La oposición como poder negativo

Uno de los estereotipos que circulan permanentemente por democracias como la española es aquel que se refiere a la exigencia de la separación de los tres poderes clásicos del Estado. Perfilados éstos ya por Aristóteles, fue Montesquieu quien los describió más detalladamente, y a partir de él este principio se erigió en un dogma del Estado democrático, hasta el punto de que el artículo 16 de la Declaración de Derechos del Hombre y del Ciudadano de 1789 señalaba que allí donde no exista «una separación determinada de poderes, no existe Constitución».

_ _ _ _ _

◆ Objetivo 1 ◆
Copia literalmente el tramo de las entradas que va desde la línea que contiene "Spot the sunglasses" hasta la línea que contiene "[(383, 40)]", ambas incluidas.

Filas del conjunto de datos:

_ _ _ _ _

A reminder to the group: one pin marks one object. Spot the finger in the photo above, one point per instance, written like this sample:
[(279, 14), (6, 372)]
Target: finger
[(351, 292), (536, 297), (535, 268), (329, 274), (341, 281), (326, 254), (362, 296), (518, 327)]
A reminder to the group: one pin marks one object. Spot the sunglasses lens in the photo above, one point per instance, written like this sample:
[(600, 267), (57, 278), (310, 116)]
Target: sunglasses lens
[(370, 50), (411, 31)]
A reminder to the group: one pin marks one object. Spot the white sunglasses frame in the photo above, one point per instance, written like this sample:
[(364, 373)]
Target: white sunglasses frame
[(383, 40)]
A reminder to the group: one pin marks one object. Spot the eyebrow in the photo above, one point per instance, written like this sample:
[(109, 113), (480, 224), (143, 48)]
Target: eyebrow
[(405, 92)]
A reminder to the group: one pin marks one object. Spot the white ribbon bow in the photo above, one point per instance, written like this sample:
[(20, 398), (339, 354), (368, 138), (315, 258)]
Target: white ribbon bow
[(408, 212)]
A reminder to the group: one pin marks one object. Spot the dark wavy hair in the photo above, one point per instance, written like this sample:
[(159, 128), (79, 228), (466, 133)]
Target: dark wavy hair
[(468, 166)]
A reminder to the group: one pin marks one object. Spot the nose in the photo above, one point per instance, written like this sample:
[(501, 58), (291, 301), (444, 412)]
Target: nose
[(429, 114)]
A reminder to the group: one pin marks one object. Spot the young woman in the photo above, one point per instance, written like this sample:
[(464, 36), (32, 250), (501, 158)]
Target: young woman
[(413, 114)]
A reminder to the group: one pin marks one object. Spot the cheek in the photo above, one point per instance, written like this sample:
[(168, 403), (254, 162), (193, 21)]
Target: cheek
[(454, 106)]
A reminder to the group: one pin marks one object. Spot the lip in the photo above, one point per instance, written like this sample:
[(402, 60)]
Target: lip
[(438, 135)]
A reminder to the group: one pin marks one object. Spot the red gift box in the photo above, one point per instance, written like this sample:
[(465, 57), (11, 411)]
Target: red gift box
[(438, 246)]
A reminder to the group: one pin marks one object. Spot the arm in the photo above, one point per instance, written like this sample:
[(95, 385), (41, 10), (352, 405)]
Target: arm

_ _ _ _ _

◆ Objetivo 2 ◆
Convierte en una lista breve el párrafo del texto de la página que empieza con «Uno de los estereotipos», conservando sus datos principales.

◆ Resultado 1 ◆
A reminder to the group: one pin marks one object. Spot the sunglasses lens in the photo above, one point per instance, written like this sample:
[(600, 267), (57, 278), (310, 116)]
Target: sunglasses lens
[(370, 50), (411, 31)]
A reminder to the group: one pin marks one object. Spot the white sunglasses frame in the photo above, one point per instance, written like this sample:
[(364, 373)]
Target: white sunglasses frame
[(383, 40)]

◆ Resultado 2 ◆
- En democracias como la española circula de forma permanente un estereotipo: la exigencia de separar los tres poderes clásicos del Estado.
- Aristóteles ya perfiló estos poderes, y Montesquieu los describió con más detalle.
- A partir de Montesquieu, este principio se convirtió en un dogma del Estado democrático.
- El artículo 16 de la Declaración de Derechos del Hombre y del Ciudadano de 1789 señalaba que donde no exista «una separación determinada de poderes, no existe Constitución».